Document segment:
The episode does a great job of throwing you into the circumstances and establishing the protagonist as an audience surrogate. Neither of you knows what the hell is going on or who to trust, and it definitely creates a feeling of tension. The ride of this one is certainly fun, not unlike Shut Up and Dance (though this episode handles things better on every front). But when the ending reveal happened, I found it to be so hilariously implausible that everything else fell flat. The best episodes of Black Mirror make sense and are things you could really see happening, no matter how terrifying that concept might be. White Bear is not one of those episodes.
I had to wait a lot longer than I’d have expected for Black Mirror to do an episode focusing on video games, as Playtest didn’t air until season three. And while I didn’t love every aspect of the episode, I still found it to be cool, if not particularly ambitious. And yes, before you ask, the ending was “gotcha” television at its absolute worst. This episode centers around a young man who is traveling the world, and it spends a surprising amount of time focusing on him as a character before introducing the larger story. He ends up taking a quick gig from a huge virtual reality game company as a tester for their new product, where he’s placed in a virtual haunted house and is told he only needs to stay the night. He knows nothing in there is real or can hurt him, but there’s this undercurrent of feeling that he might not have all the information.

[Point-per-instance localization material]
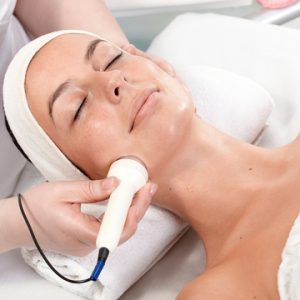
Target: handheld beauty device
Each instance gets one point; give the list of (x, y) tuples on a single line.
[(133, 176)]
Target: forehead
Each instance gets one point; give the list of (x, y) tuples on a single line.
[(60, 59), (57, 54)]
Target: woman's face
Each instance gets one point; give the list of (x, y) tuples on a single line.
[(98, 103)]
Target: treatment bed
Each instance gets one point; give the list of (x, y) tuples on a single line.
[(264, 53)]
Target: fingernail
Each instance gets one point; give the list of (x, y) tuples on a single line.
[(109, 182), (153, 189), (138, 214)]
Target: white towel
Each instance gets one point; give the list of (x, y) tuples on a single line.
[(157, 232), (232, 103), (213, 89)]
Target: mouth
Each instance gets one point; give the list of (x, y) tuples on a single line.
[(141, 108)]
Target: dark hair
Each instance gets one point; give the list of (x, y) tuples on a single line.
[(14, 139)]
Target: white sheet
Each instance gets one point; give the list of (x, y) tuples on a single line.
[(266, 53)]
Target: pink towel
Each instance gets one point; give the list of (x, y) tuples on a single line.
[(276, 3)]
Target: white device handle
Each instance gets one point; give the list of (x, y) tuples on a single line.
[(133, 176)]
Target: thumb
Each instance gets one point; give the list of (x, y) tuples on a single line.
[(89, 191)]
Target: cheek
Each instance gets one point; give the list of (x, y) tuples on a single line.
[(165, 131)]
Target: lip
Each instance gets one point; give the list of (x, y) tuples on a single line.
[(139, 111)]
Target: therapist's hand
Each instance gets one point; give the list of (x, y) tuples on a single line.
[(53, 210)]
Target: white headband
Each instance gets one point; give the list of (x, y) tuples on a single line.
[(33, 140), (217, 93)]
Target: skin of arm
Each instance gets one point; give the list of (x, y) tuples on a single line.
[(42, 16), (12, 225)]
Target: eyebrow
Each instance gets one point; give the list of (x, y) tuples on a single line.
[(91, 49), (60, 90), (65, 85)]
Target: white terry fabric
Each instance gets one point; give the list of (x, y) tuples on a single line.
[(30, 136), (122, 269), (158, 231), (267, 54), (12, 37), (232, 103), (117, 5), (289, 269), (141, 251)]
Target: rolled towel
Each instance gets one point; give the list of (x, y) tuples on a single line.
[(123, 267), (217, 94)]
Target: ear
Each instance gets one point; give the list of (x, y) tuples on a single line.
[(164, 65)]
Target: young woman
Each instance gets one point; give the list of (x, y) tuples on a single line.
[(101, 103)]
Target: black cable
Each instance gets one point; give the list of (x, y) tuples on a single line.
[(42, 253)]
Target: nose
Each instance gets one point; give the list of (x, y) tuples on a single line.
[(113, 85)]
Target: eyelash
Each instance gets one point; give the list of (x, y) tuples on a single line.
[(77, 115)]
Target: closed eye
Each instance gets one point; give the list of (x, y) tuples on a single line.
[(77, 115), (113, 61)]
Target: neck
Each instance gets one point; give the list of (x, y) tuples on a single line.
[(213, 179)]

What to do:
A – Based on the Black Mirror review, answer yes or no to each statement below, quoting the exact words of the review that decide it.
(i) Playtest first aired in season three.
(ii) The reviewer thought the ending of Playtest was good television.
(iii) In Playtest, the young man is told he must stay in the virtual haunted house for a week.
B – Continue the Black Mirror review from its last sentence.

Answers to the problems:
A –
(i) Yes: "Playtest didn’t air until season three"
(ii) No: "the ending was “gotcha” television at its absolute worst"
(iii) No: "is told he only needs to stay the night"

B –
I assumed this episode would lean heavier into horror tropes than other Black Mirror episodes, and while it does, I wouldn’t call it all that scary. And this is coming from someone who hates horror films because he’s so easily terrified. While the ending is a bit cliche and confusingly multi-layered, Playtest has an engaging lead and fun concept — and seems to know it’s bordering on parody throughout.
11. Hated in the Nation
When compared to most other episodes in the series, Hated in the Nation is surprisingly straightforward. It’s a near future setting where there’s a serial killer around that is somehow killing people without physically being near them. But it’s the purpose behind the murder that’s the real hook in the episode, and why I think it ended up as a concept for Black Mirror.
See, the killer puts out a poll of the most hated people on a particular day, and whoever gets the most votes is the person that dies. The most obvious candidates are political figures, and while the episode does bring a few of them up, it focuses more on seemingly average people who go viral for doing something bad — think the parents of the Harambe kid or some random D-list celebrity that tweets something offensive. These are certainly not the most dangerous people in the world, but they tend to be the ones that get the most unilateral hatred that really only lasts until someone else does something stupid. The episode disappointingly doesn’t dive as deep into this subject as I’d like, and instead follows a semi-standard detective plotline that is actually quite well acted by all involved. I found the reveal of the killer to be a little lame, but overall the episode was engaging if a little underwhelming in general.